> REQUIREMENT: According to the Complement Naive Bayes page, what kind of data sets is the classifier particularly suited for?

> EXCERPT:
Complement Naive Bayes (CNB)

The Complement Naive Bayes classifier was designed to correct the “severe assumptions” made by the standard Multinomial Naive Bayes classifier. It is particularly suited for imbalanced data sets.

Corresponding estimators are:

ComplementNB for classification tasks.

Hyperparameters

By default, the estimator adopts the default parameters provided by its package. See the user guide on how to customize them.

Dimensions:

alpha: float, default=1.0
Real(0.01, 10, "log-uniform", name="alpha")

fit_prior: bool, default=True
Categorical([True, False], name="fit_prior")

norm: bool, default=False
Categorical([True, False], name="norm")

Attributes

Data attributes

Attributes:

dataset: pd.DataFrame
Complete dataset in the pipeline.

train: pd.DataFrame
Training set.

test: pd.DataFrame
Test set.

X: pd.DataFrame
Feature set.

y: pd.Series
Target column.

X_train: pd.DataFrame
Training features.

y_train: pd.Series
Training target.

X_test: pd.DataFrame
Test features.

y_test: pd.Series
Test target.

shape: tuple
Dataset's shape: (n_rows x n_columns) or (n_rows, (shape_sample), n_cols) for datasets with more than two dimensions.

columns: list
Names of the columns in the dataset.

n_columns: int
Number of columns in the dataset.

features: list
Names of the features in the dataset.

n_features: int
Number of features in the dataset.

target: str
Name of the target column.

Utility attributes

Attributes:

bo: pd.DataFrame
Information of every step taken by the BO. Columns include:

call: Name of the call.
params: Parameters used in the model.
estimator: Estimator used for this iteration (fitted on last cross-validation).
score: Score of the chosen metric. List of scores for multi-metric.
time: Time spent on this iteration.
total_time: Total time spent since the start of the BO.

best_call: str
Name of the best call in the BO.

best_params: dict
Dictionary of the best combination of hyperparameters found by the BO.

estimator: class
Estimator instance with the best combination of hyperparameters fitted on the complete training set.

time_bo: str
Time it took to run the bayesian optimization algorithm.

metric_bo: float or list
Best metric score(s) on the BO.

time_fit: str
Time it took to train the model on the complete training set and calculate the metric(s) on the test set.

metric_train: float or list
Metric score(s) on the training set.

metric_test: float or list
Metric score(s) on the test set.

metric_bootstrap: np.array
Bootstrap results with shape=(n_bootstrap,) for single-metric runs and shape=(metric, n_bootstrap) for multi-metric runs.

mean_bootstrap: float or list
Mean of the bootstrap results. List of values for multi-metric runs.

std_bootstrap: float or list
Standard deviation of the bootstrap results. List of values for multi-metric runs.

results: pd.Series
Training results. Columns include:

metric_bo: Best score achieved during the BO.
time_bo: Time spent on the BO.
metric_train: Metric score on the training set.
metric_test: Metric score on the test set.

(Source records)

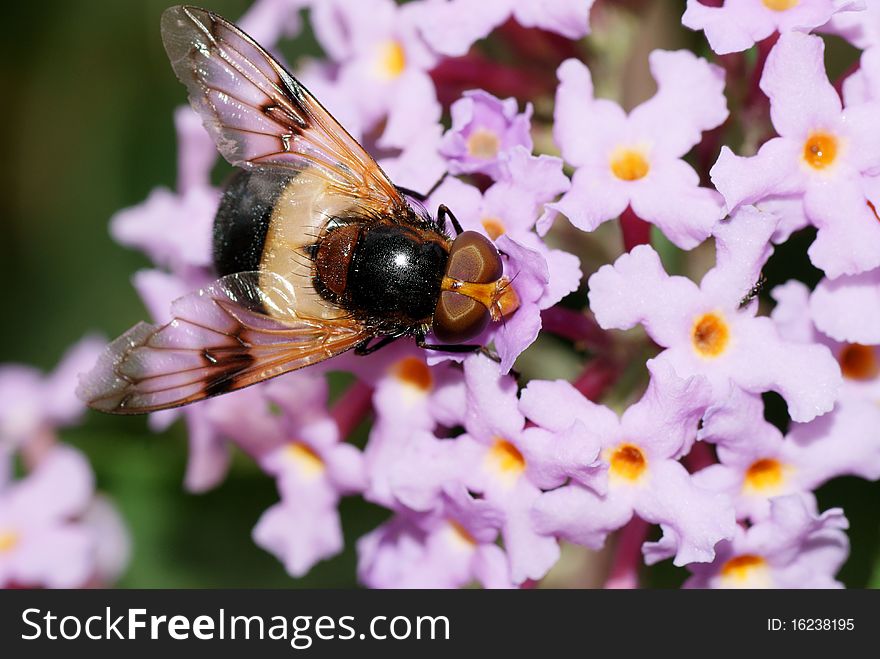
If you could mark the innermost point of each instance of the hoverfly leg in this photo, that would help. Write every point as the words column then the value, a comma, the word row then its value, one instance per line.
column 364, row 348
column 469, row 347
column 442, row 213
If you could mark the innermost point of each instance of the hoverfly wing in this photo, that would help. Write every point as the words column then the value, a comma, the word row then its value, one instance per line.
column 259, row 114
column 236, row 332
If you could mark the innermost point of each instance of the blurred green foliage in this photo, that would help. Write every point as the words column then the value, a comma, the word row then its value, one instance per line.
column 87, row 119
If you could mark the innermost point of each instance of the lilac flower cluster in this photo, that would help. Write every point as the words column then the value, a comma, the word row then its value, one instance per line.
column 486, row 475
column 56, row 531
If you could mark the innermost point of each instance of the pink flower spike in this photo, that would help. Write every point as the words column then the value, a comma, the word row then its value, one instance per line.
column 636, row 160
column 453, row 26
column 826, row 155
column 738, row 24
column 793, row 548
column 848, row 308
column 707, row 330
column 643, row 474
column 41, row 544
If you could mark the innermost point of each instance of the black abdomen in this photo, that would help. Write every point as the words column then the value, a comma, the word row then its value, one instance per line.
column 396, row 271
column 243, row 218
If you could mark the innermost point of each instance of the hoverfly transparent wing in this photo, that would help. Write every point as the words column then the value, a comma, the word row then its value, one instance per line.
column 258, row 114
column 240, row 330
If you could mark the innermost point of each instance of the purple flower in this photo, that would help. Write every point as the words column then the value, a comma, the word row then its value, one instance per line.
column 824, row 153
column 739, row 24
column 383, row 64
column 495, row 458
column 793, row 548
column 758, row 464
column 174, row 229
column 266, row 21
column 40, row 545
column 302, row 450
column 861, row 28
column 636, row 160
column 848, row 308
column 484, row 131
column 706, row 330
column 452, row 26
column 409, row 396
column 641, row 451
column 863, row 86
column 32, row 403
column 859, row 363
column 449, row 547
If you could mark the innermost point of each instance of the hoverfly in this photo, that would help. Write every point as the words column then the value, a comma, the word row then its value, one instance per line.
column 317, row 251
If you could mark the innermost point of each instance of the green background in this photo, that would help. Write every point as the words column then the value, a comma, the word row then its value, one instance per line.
column 87, row 128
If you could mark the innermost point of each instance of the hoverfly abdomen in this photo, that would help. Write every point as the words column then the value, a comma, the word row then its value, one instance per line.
column 243, row 219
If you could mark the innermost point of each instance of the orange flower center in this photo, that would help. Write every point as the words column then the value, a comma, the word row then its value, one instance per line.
column 304, row 456
column 780, row 5
column 391, row 60
column 8, row 540
column 764, row 474
column 415, row 373
column 461, row 534
column 483, row 143
column 628, row 462
column 629, row 164
column 745, row 571
column 858, row 362
column 710, row 335
column 506, row 457
column 820, row 150
column 494, row 227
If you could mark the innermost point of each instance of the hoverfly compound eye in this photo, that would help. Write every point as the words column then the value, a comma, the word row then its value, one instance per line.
column 459, row 318
column 469, row 289
column 473, row 258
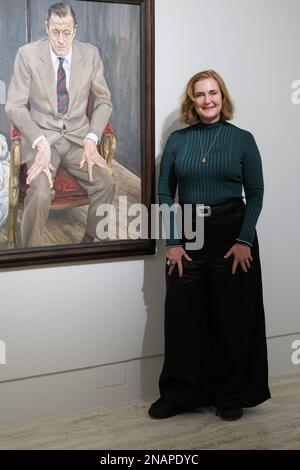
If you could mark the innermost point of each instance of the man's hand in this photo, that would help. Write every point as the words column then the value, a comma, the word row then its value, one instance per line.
column 92, row 157
column 41, row 162
column 241, row 255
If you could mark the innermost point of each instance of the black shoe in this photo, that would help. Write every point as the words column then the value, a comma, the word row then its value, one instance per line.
column 161, row 409
column 229, row 414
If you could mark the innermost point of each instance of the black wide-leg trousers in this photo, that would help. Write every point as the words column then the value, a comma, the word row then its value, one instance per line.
column 215, row 341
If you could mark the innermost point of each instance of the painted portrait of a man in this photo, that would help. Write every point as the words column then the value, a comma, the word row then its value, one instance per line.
column 74, row 102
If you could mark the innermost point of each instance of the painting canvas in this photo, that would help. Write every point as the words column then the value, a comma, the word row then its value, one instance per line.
column 123, row 34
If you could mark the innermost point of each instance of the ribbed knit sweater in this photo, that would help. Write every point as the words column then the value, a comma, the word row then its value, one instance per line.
column 233, row 164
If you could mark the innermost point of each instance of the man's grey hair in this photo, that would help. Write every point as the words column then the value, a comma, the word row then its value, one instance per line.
column 61, row 9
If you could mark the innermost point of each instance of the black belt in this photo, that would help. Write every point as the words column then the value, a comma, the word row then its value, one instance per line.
column 203, row 210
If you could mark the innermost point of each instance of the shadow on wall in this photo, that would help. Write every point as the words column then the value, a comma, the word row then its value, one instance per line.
column 154, row 291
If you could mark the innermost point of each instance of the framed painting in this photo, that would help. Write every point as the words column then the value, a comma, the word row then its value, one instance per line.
column 74, row 129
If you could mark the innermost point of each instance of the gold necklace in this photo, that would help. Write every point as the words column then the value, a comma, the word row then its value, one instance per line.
column 204, row 156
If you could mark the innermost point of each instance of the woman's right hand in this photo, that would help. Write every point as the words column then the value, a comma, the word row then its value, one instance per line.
column 174, row 255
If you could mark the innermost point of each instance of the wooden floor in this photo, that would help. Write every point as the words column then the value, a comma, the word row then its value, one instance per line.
column 68, row 226
column 272, row 425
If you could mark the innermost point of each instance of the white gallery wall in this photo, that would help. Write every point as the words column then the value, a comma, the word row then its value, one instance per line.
column 78, row 336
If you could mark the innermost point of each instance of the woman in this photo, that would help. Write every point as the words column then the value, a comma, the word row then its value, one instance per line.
column 215, row 342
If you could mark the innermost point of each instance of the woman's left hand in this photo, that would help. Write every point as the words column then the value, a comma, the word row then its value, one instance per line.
column 241, row 255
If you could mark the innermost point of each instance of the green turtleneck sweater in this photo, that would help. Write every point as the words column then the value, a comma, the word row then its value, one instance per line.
column 232, row 164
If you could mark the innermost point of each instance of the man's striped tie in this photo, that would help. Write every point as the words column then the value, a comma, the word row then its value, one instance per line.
column 62, row 93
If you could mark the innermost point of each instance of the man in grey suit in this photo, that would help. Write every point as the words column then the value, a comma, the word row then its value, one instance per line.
column 47, row 101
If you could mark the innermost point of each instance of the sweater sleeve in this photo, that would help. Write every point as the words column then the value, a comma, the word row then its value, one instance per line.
column 254, row 188
column 167, row 186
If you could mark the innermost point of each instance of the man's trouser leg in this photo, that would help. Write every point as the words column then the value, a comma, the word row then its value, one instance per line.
column 100, row 191
column 37, row 204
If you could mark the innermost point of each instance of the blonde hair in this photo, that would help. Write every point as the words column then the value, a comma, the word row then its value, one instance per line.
column 188, row 112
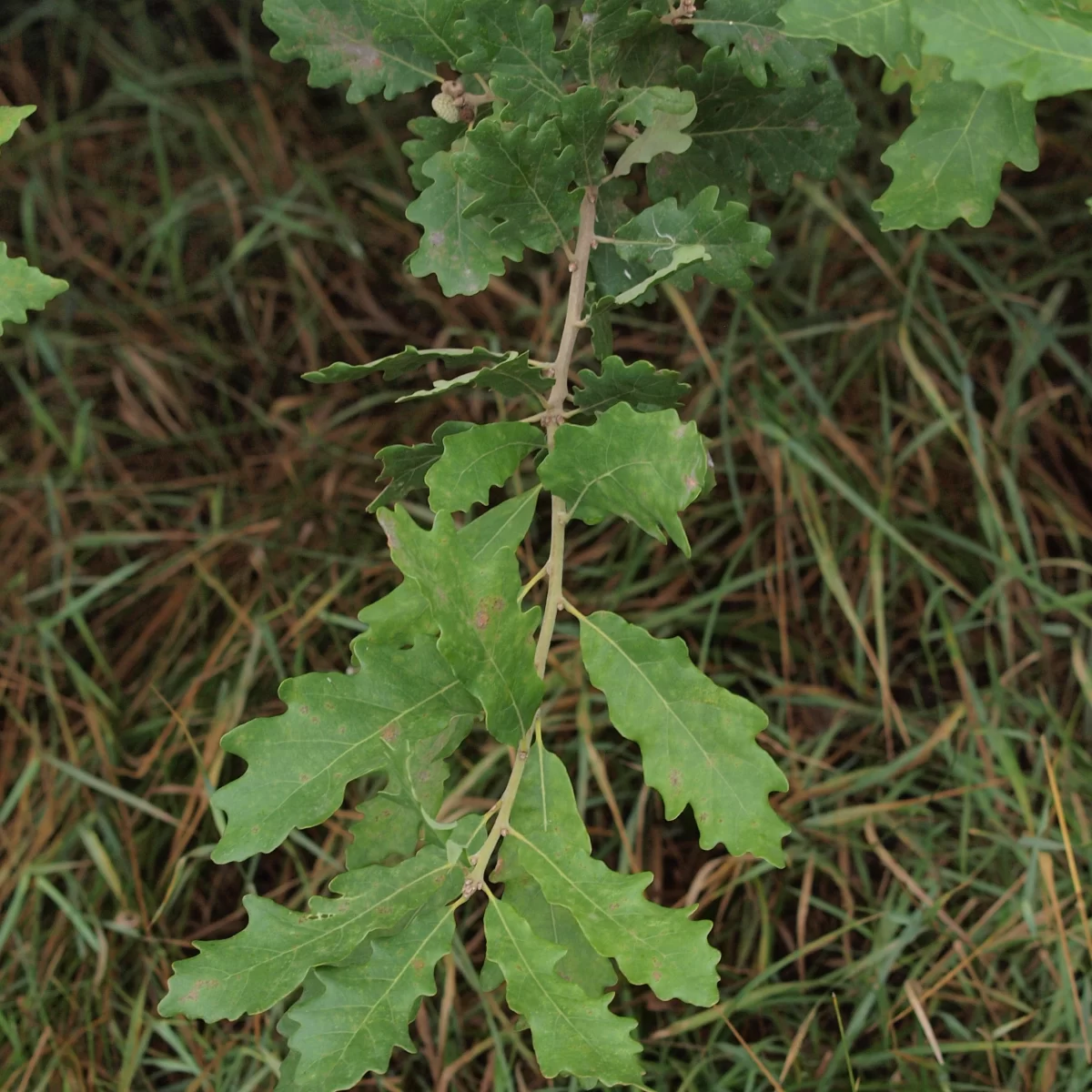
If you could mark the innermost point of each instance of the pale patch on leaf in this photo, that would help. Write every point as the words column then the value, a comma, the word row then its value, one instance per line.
column 484, row 634
column 476, row 460
column 338, row 41
column 338, row 727
column 643, row 467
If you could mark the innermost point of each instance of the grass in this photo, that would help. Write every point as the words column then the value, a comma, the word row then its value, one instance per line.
column 895, row 563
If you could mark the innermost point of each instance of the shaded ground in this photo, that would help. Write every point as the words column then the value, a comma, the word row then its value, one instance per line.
column 895, row 563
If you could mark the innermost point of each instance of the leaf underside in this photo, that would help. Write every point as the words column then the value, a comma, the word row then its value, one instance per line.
column 697, row 740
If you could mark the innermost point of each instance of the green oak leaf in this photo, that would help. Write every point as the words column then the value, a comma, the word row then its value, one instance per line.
column 523, row 178
column 463, row 250
column 401, row 615
column 584, row 121
column 398, row 618
column 949, row 162
column 697, row 740
column 410, row 359
column 869, row 27
column 513, row 377
column 995, row 43
column 652, row 945
column 476, row 460
column 643, row 467
column 11, row 118
column 513, row 42
column 682, row 258
column 756, row 36
column 430, row 27
column 663, row 136
column 581, row 964
column 23, row 287
column 651, row 56
column 917, row 76
column 572, row 1032
column 407, row 465
column 484, row 634
column 642, row 104
column 267, row 960
column 780, row 130
column 387, row 833
column 639, row 383
column 733, row 241
column 432, row 135
column 338, row 41
column 354, row 1016
column 596, row 32
column 391, row 822
column 338, row 727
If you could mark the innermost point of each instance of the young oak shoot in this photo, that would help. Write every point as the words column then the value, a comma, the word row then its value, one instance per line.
column 622, row 137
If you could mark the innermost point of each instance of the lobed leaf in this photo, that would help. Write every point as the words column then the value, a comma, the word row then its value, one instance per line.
column 267, row 960
column 462, row 249
column 572, row 1033
column 430, row 27
column 431, row 135
column 655, row 235
column 994, row 43
column 612, row 276
column 869, row 27
column 581, row 964
column 407, row 465
column 643, row 467
column 484, row 634
column 697, row 740
column 513, row 377
column 682, row 258
column 476, row 460
column 596, row 35
column 338, row 41
column 805, row 128
column 513, row 42
column 402, row 614
column 652, row 945
column 23, row 288
column 391, row 823
column 662, row 136
column 353, row 1018
column 523, row 178
column 338, row 727
column 753, row 33
column 949, row 162
column 639, row 383
column 584, row 123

> CORRECT OUTPUT: Imbalanced data sets.